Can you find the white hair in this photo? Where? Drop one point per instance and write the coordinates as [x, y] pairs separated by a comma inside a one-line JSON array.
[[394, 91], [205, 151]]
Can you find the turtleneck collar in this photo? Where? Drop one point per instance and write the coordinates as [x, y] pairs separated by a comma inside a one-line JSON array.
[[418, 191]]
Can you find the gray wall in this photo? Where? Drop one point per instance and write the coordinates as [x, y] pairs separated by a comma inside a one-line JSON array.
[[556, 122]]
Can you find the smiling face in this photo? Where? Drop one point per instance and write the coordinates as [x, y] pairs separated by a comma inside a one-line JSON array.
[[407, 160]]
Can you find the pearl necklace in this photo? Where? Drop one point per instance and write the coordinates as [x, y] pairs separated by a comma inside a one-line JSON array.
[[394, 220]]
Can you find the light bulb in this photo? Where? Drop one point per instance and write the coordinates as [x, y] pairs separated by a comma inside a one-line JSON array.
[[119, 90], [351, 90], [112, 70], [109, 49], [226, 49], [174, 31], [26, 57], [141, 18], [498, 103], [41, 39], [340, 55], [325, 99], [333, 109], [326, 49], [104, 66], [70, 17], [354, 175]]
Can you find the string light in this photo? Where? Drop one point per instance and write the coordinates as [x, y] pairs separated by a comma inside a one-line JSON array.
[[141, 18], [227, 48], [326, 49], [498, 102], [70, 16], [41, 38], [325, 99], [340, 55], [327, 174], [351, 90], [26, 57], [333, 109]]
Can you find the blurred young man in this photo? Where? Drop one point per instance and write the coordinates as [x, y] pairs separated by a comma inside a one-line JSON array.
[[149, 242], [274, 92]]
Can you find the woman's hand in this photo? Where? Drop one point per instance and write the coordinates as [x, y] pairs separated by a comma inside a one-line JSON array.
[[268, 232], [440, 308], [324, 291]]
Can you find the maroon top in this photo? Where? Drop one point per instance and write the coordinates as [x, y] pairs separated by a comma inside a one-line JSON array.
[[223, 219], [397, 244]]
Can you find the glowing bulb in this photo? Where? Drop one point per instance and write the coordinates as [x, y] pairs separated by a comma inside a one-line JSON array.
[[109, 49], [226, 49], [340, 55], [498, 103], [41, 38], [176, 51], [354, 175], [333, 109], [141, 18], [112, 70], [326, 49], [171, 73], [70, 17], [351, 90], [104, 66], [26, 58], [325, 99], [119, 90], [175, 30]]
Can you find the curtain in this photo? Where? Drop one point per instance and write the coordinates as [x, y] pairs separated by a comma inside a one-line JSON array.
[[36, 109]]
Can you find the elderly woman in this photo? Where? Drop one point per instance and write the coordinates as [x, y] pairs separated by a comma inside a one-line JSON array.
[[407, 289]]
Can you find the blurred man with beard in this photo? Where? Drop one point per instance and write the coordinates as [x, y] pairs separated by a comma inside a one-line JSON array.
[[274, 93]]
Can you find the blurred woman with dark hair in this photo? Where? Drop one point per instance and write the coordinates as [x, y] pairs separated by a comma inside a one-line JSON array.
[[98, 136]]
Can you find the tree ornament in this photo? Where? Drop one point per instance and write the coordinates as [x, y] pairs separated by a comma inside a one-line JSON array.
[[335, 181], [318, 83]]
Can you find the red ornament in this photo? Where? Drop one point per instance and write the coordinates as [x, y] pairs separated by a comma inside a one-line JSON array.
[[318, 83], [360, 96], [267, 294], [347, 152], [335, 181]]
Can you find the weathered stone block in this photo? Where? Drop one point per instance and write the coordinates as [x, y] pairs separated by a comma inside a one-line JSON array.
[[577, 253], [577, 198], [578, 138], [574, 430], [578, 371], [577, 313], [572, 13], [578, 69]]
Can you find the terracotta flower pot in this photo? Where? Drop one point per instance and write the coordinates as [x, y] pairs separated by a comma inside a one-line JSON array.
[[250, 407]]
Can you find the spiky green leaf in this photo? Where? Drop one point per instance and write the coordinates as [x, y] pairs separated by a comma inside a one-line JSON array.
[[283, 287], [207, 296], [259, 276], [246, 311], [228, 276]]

Task goal: The lines from the one holding "Can you find the weathered" to the end of the entries are to be repeated exactly, with both ends included and nothing else.

Result for this exercise:
Can you find the weathered stone block in this photo? Where? Drop one point per instance and write the coordinates as [x, y] pairs separated by a comma inside a one-line JSON array.
[[577, 253], [577, 198], [578, 138], [574, 430], [578, 371], [577, 313], [572, 13], [578, 69]]
Can you find the terracotta flower pot in this photo? Where? Drop one point per instance and write the coordinates as [x, y] pairs separated by a comma inside a one-line JSON array.
[[250, 407]]
Can you find the spiky green leaf in this photo? Where? Drop one point per instance and write the coordinates as [x, y] pairs separated by a comma inside a one-line JSON array.
[[283, 287], [207, 296], [259, 276], [246, 311], [228, 276]]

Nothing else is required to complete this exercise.